Records from a dataset
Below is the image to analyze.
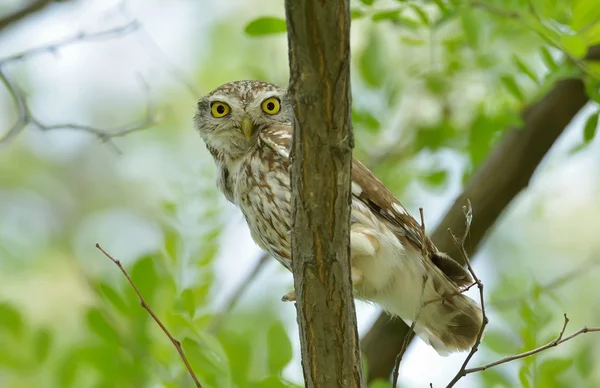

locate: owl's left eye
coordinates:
[210,101,231,118]
[262,97,281,115]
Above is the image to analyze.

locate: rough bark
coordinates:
[285,0,365,388]
[362,46,600,381]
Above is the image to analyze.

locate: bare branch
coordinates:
[0,0,52,31]
[207,253,270,333]
[0,21,157,146]
[448,200,488,387]
[448,314,600,378]
[0,20,140,68]
[96,243,202,388]
[361,45,600,381]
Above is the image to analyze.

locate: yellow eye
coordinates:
[210,101,231,118]
[262,97,281,115]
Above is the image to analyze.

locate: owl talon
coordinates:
[281,291,296,302]
[350,267,364,284]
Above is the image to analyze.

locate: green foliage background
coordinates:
[0,0,600,388]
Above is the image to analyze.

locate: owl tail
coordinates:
[407,295,483,356]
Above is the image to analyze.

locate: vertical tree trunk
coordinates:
[285,0,365,388]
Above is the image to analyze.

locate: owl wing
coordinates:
[259,125,473,286]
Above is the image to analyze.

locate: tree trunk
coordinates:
[285,0,365,388]
[362,46,600,380]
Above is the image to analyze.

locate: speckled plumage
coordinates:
[194,81,482,354]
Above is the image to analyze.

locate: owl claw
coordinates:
[281,290,296,302]
[350,267,364,284]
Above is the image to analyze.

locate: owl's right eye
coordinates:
[210,101,231,118]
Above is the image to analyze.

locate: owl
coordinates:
[194,81,482,355]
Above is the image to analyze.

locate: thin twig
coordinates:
[392,207,429,388]
[0,64,158,145]
[447,200,488,388]
[96,243,202,388]
[463,314,600,376]
[207,253,270,333]
[0,20,140,67]
[425,282,477,306]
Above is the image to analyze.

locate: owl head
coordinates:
[194,81,293,163]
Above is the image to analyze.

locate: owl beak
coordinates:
[241,117,254,140]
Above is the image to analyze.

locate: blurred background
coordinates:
[0,0,600,388]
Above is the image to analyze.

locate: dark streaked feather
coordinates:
[259,125,473,286]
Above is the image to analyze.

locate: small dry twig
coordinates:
[448,314,600,378]
[207,253,270,333]
[446,201,600,388]
[0,20,157,148]
[392,207,429,388]
[96,243,202,388]
[447,200,488,388]
[425,282,477,306]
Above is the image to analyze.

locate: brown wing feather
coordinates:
[260,125,473,286]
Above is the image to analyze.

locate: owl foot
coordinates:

▶ [EXERCISE DETAILS]: Pick out each line in the entries above that contains the word "trunk", and copy those lines.

▶ [OUTPUT FOR THIS TASK]:
locate: vertical tree trunk
locate: tree trunk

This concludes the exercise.